If a record holds a picture, omit that picture and copy everything else exactly.

== MATERIAL SUPPLIED ==
####

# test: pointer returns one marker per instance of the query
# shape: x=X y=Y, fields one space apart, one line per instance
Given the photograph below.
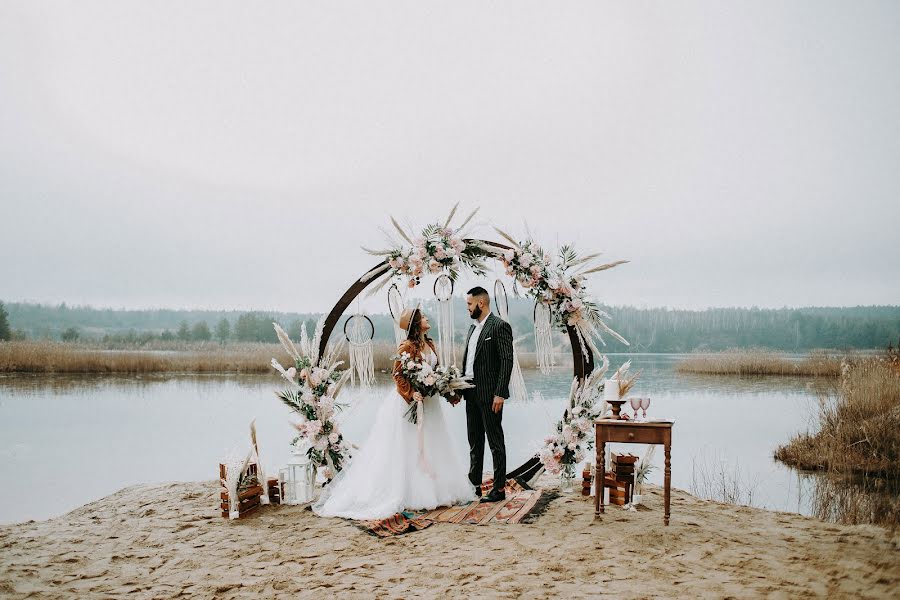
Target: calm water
x=71 y=440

####

== ANSWER TO THIS EXERCISE ==
# test: pointer returns one marker per instance of the query
# shape: x=X y=Y, fields one space apart, one line per instance
Given the photograph below.
Target: calm water
x=71 y=440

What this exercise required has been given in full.